━━━ Entries shown ━━━

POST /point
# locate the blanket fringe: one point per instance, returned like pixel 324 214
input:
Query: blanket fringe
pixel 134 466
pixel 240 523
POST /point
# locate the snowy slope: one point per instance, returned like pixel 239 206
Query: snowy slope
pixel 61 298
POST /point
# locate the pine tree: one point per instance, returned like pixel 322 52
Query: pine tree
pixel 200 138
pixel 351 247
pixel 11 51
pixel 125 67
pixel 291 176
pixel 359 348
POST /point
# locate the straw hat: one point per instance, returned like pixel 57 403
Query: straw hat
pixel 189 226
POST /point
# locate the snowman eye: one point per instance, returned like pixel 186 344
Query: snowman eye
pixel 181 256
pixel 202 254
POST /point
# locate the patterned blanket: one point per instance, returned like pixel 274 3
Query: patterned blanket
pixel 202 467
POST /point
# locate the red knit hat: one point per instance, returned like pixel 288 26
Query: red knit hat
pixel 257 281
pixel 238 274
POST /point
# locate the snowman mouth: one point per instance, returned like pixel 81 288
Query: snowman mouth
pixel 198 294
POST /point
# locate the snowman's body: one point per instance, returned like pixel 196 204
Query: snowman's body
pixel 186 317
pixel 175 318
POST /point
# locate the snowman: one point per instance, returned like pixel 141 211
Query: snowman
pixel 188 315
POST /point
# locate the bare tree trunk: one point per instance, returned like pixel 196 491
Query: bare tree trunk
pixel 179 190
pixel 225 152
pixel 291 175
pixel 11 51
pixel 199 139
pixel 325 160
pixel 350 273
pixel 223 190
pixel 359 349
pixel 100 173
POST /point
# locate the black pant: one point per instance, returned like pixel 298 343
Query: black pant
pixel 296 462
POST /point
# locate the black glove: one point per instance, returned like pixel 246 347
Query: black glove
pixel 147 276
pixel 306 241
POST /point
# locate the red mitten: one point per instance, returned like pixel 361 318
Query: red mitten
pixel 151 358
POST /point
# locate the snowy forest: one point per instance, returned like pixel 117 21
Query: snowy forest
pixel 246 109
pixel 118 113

━━━

Exercise:
Extract the full listing above without altering anything.

Exercise result:
POST /point
# locate the blanket fringe: one point per instance, returned like pixel 324 214
input:
Query: blanket fringe
pixel 134 466
pixel 240 523
POST /point
# locate the snowy slope: one point per instance, returned like pixel 239 206
Query: snowy slope
pixel 61 298
POST /point
# locate the pine tree: one point per instance, returned like pixel 322 52
Query: pine tree
pixel 200 138
pixel 351 247
pixel 11 51
pixel 125 67
pixel 291 176
pixel 359 348
POST /point
# locate the straw hat: one point per instance, returned like pixel 57 403
Query: straw hat
pixel 189 226
POST /point
# locate the snowman eye: one point per instance, returned like pixel 186 344
Query: snowman eye
pixel 181 256
pixel 202 254
POST /point
# locate the patterned blanket: one point per instance, returned like pixel 274 3
Query: patterned blanket
pixel 202 467
POST /point
# locate the red knit hat: one point per instance, returned like pixel 288 26
Query: red knit hat
pixel 257 281
pixel 238 274
POST /point
# locate the snowman mouth: one point per instance, returned like pixel 81 288
Query: snowman mouth
pixel 198 294
POST /point
# locate the snowman's body: one point per instance, returned like pixel 196 204
Query: snowman's body
pixel 186 317
pixel 175 318
POST /point
# locate the snowman: one point per instance, returned like pixel 141 211
Query: snowman
pixel 188 315
POST /point
# locate the bare tree trunk: one point per instance, returned like pixel 196 491
Query: bare tree trunk
pixel 179 190
pixel 225 152
pixel 291 175
pixel 11 51
pixel 199 139
pixel 325 160
pixel 350 273
pixel 223 190
pixel 359 349
pixel 100 173
POST /point
# locate the black pant: one point per instance, returned like pixel 298 343
Query: black pant
pixel 296 462
POST /point
# locate the black glove: one point per instance, returned like pixel 246 347
Query: black glove
pixel 147 276
pixel 306 241
POST /point
# locate the red mitten: one point per instance, returned like pixel 361 318
Query: red mitten
pixel 151 358
POST /point
# locate the snowy forest: one point per instance, returned like pixel 117 21
Query: snowy forest
pixel 246 109
pixel 118 113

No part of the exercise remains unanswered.